──────── Input data ────────

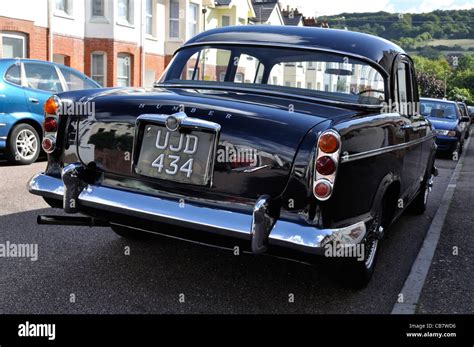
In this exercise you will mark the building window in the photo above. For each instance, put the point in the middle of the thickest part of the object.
(98, 68)
(125, 11)
(149, 17)
(225, 21)
(63, 6)
(13, 45)
(123, 69)
(174, 18)
(98, 8)
(193, 20)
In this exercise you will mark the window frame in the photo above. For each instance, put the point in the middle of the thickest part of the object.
(67, 11)
(94, 16)
(150, 15)
(195, 22)
(222, 21)
(16, 35)
(104, 55)
(24, 78)
(20, 70)
(174, 20)
(129, 68)
(128, 21)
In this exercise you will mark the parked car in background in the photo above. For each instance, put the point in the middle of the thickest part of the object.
(465, 113)
(24, 87)
(471, 113)
(448, 121)
(256, 158)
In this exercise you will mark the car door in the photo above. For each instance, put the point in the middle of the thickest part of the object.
(414, 127)
(40, 81)
(421, 126)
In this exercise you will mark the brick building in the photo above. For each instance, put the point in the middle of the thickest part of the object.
(116, 42)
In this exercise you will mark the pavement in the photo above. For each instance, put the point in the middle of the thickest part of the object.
(449, 287)
(84, 270)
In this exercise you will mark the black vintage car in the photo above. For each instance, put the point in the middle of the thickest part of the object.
(280, 140)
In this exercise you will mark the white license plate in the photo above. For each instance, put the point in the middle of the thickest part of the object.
(176, 156)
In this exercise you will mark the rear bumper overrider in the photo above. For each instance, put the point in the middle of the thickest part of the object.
(258, 227)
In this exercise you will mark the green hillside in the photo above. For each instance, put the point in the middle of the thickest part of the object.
(447, 31)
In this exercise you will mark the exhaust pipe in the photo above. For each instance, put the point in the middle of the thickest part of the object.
(71, 220)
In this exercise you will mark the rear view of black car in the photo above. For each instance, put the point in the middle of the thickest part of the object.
(234, 144)
(449, 123)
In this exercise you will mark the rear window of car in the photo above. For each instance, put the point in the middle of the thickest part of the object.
(313, 73)
(438, 110)
(13, 74)
(42, 77)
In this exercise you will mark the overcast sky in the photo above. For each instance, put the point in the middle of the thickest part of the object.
(312, 8)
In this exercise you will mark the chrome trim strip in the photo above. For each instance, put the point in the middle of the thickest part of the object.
(302, 237)
(46, 186)
(377, 151)
(267, 92)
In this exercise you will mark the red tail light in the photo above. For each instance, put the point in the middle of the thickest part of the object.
(322, 189)
(328, 142)
(326, 163)
(50, 125)
(48, 145)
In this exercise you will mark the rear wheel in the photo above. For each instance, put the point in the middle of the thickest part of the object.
(356, 273)
(129, 233)
(23, 145)
(418, 205)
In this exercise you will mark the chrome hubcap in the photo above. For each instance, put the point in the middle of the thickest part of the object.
(372, 241)
(26, 144)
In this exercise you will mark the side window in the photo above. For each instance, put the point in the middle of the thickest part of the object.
(249, 70)
(75, 80)
(403, 88)
(43, 77)
(209, 64)
(13, 74)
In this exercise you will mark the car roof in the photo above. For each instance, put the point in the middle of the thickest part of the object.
(438, 100)
(373, 48)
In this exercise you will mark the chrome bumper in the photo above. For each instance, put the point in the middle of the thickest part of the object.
(287, 234)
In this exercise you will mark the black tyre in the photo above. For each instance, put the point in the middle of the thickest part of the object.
(129, 233)
(23, 145)
(418, 205)
(356, 273)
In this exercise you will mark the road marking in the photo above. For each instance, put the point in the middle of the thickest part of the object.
(416, 279)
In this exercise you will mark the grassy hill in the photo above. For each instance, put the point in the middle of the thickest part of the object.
(426, 33)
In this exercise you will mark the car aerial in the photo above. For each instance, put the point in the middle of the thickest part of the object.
(24, 87)
(471, 113)
(448, 122)
(467, 118)
(289, 141)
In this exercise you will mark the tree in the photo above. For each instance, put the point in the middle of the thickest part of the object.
(429, 86)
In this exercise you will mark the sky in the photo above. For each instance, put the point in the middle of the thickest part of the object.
(316, 8)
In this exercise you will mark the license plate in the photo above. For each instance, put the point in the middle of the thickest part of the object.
(176, 156)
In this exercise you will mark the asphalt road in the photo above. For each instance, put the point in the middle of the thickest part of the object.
(90, 266)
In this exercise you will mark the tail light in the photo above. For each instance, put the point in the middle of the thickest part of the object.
(50, 124)
(325, 166)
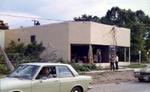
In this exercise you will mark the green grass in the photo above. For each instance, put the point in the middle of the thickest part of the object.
(136, 66)
(1, 75)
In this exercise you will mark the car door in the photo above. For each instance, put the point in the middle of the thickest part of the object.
(66, 77)
(51, 84)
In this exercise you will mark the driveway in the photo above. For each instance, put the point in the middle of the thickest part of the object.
(133, 86)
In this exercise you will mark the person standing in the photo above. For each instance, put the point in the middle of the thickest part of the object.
(112, 59)
(116, 62)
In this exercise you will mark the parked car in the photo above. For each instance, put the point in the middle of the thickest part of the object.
(143, 74)
(44, 77)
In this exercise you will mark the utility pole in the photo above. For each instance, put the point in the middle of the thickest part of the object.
(7, 61)
(139, 56)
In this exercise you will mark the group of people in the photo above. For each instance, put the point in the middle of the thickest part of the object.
(114, 62)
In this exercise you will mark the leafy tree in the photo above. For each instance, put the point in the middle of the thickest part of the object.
(137, 21)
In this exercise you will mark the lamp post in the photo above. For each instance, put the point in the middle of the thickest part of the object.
(139, 56)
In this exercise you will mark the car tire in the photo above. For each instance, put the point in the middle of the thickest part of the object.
(76, 89)
(141, 80)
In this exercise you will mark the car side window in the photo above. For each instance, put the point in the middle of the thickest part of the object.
(47, 72)
(64, 71)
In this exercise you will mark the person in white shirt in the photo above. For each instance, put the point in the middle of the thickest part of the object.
(116, 62)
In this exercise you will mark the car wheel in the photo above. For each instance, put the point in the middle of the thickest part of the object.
(141, 80)
(76, 89)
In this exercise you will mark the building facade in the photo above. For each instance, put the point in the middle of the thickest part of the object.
(73, 41)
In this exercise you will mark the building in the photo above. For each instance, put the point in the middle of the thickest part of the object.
(73, 41)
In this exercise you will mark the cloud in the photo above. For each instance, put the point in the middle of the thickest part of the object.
(9, 17)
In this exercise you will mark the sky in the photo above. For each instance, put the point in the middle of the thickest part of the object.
(64, 10)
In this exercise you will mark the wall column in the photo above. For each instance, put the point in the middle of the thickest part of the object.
(129, 55)
(125, 54)
(90, 54)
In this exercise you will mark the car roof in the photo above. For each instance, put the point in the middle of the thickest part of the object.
(44, 64)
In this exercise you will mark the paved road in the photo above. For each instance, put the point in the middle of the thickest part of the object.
(121, 87)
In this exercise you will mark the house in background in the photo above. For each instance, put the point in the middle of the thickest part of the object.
(86, 42)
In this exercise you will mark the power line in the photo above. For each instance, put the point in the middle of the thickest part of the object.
(17, 16)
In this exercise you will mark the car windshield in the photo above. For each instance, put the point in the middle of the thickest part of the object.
(24, 72)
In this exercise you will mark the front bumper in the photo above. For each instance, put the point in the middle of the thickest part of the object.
(142, 75)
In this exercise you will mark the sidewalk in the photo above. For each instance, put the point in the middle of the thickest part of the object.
(107, 70)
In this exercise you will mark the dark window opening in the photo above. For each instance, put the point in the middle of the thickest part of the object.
(33, 38)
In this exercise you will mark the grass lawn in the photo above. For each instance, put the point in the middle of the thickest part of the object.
(2, 75)
(136, 66)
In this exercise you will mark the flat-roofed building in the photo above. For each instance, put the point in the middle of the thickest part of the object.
(74, 41)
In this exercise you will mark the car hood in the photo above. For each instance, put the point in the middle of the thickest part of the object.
(13, 83)
(144, 70)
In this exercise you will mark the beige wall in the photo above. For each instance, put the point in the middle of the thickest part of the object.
(79, 32)
(53, 36)
(102, 34)
(59, 36)
(2, 38)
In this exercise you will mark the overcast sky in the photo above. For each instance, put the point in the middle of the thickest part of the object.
(62, 9)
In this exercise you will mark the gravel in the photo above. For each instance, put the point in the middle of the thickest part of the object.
(111, 77)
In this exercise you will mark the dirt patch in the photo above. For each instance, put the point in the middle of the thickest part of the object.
(112, 77)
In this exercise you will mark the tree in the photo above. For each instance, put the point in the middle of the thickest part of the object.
(138, 22)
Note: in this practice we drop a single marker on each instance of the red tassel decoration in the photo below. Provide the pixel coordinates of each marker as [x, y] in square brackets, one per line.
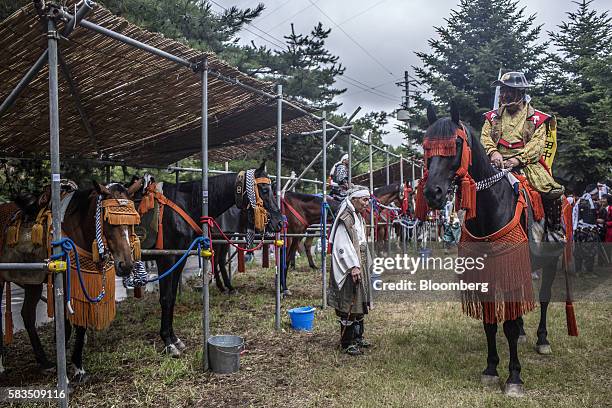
[439, 147]
[8, 316]
[572, 326]
[468, 196]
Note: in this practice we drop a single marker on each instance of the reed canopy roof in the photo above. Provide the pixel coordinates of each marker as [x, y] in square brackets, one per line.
[124, 104]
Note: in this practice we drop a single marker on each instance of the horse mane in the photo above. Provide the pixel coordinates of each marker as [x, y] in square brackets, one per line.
[303, 196]
[441, 129]
[390, 188]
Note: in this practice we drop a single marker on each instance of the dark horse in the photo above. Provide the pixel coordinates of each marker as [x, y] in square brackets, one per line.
[386, 195]
[178, 235]
[495, 207]
[302, 210]
[79, 225]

────────

**Work request:** Each line from the one containing "of the reed" to the final line of the entries above must be returned exactly, and no other line may appear.

**Solution:**
Note: in this practice we drop a single marker on each instance of the reed canopy roof in the photo above. Provide the pixel coordinates of each marker as [x, y] in square brackets, one per line.
[124, 104]
Note: in this practice we drop a single marker on each instance of the horse mane in the photo above. Provide the pixel coordinates of each marker as [x, y] in square brackets, one per line.
[303, 196]
[441, 129]
[390, 188]
Note: in this practice we drop a single marker on each instance of the dark horse in the photo above. Provide the pixel coordinates of each marker as [x, y] in square brackets, one per line.
[386, 195]
[178, 235]
[495, 207]
[302, 210]
[79, 225]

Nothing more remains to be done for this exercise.